> _Task instructions_
Please convert every line of the records below into a numbered list, leaving out any blank lines.

> _Records for this exercise_

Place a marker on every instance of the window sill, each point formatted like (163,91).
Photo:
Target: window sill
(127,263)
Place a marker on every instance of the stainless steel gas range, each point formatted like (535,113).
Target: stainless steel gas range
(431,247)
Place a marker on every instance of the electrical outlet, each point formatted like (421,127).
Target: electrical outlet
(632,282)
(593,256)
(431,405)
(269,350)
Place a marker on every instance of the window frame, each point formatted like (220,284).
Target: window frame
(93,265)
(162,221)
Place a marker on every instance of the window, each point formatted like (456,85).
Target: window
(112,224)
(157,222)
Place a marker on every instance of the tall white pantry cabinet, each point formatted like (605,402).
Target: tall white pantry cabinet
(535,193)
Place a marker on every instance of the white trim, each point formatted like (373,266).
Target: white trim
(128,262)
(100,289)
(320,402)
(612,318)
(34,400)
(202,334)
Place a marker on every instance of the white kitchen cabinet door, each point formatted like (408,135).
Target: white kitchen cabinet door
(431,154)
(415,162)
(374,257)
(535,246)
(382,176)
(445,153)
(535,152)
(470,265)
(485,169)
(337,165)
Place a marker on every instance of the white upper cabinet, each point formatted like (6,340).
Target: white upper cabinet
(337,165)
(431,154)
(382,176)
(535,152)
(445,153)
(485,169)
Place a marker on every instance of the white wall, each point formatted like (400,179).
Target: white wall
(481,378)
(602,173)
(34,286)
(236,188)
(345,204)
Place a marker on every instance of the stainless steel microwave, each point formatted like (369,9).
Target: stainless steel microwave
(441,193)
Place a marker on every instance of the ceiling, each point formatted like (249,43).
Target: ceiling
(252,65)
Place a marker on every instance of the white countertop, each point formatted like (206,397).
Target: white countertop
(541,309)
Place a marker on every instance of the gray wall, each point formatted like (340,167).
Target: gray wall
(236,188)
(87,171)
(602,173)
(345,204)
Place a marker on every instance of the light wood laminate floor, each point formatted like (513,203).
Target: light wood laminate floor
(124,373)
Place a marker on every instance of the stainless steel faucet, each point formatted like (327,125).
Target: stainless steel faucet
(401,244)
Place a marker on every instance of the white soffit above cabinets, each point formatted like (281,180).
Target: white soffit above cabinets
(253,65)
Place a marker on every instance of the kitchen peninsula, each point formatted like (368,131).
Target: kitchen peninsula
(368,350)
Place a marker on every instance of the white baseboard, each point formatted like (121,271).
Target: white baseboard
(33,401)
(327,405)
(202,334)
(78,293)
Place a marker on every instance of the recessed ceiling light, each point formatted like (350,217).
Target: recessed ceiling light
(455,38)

> _Task answer_
1. Place a marker on every instance of the window sill, each point formatted like (163,91).
2. Photo:
3. Target: window sill
4. (127,263)
5. Place a marker on every instance of the stainless steel gas range, each point formatted like (535,113).
6. Target: stainless steel gas range
7. (431,247)
8. Place a marker on every instance of the electrical outlet, each point formatted like (421,127).
9. Target: electrical outlet
10. (632,282)
11. (593,256)
12. (431,405)
13. (269,350)
14. Place a marker on every instance of the window frame, each point formatted like (220,284).
15. Target: window frame
16. (93,265)
17. (162,221)
18. Place a marker on every instance of the window, each point formatted like (456,85).
19. Target: window
20. (112,224)
21. (157,222)
22. Place a marker on every instance of the tall white pantry cabinet, each point formatted like (605,402).
23. Target: tall white pantry cabinet
24. (535,193)
25. Place a marker on every instance of the white trim, each point formatted like (373,266).
26. Target: white trim
27. (128,262)
28. (100,289)
29. (320,402)
30. (612,318)
31. (34,400)
32. (202,334)
33. Place a marker on every instance of the white kitchen cabinet door, each point formatted like (408,135).
34. Target: white kitchen cabinet door
35. (431,154)
36. (415,162)
37. (374,257)
38. (535,246)
39. (382,176)
40. (445,153)
41. (535,152)
42. (470,265)
43. (485,169)
44. (337,165)
45. Place a marker on every instance of the white upper cabinet, each point formatted like (6,340).
46. Target: white upper cabinet
47. (337,165)
48. (431,154)
49. (382,176)
50. (535,152)
51. (445,153)
52. (485,169)
53. Place a marker on every instance of the white wall, each point formatted like (400,179).
54. Target: white wall
55. (481,378)
56. (602,173)
57. (34,286)
58. (236,188)
59. (345,204)
60. Place a marker on every instance of the stainless steel microwave, each point formatted like (369,9).
61. Target: stainless steel microwave
62. (441,193)
63. Place a marker on every instance of the ceiling, each point formatted like (249,43).
64. Target: ceiling
65. (252,65)
66. Place a marker on every instance of the white countertop, each point formatted like (206,397).
67. Target: white countertop
68. (541,309)
69. Place a marker on every instance of the gray wall, each point formatted like (340,167).
70. Target: gray wall
71. (236,188)
72. (87,171)
73. (602,173)
74. (345,204)
75. Place a marker on every instance of the light wood laminate floor, each point formatted like (513,203).
76. Target: light wood laminate floor
77. (124,373)
78. Place a marker on every instance of the stainless steel faucet, each point formatted like (327,125).
79. Target: stainless steel faucet
80. (401,244)
81. Place a marker on every instance of the white soffit above cabinets, each point formatted like (281,180).
82. Target: white soffit above cabinets
83. (253,65)
84. Place a marker on every instance of the kitchen peninsula, each point formatted like (368,131).
85. Target: kitchen peninsula
86. (368,350)
87. Place a marker on every instance of the white baseboard, each point formatted like (121,271).
88. Target: white baseboard
89. (33,401)
90. (327,405)
91. (202,334)
92. (78,293)
93. Place a marker on every instance of the recessed ceiling light, each point formatted like (350,217).
94. Target: recessed ceiling light
95. (455,38)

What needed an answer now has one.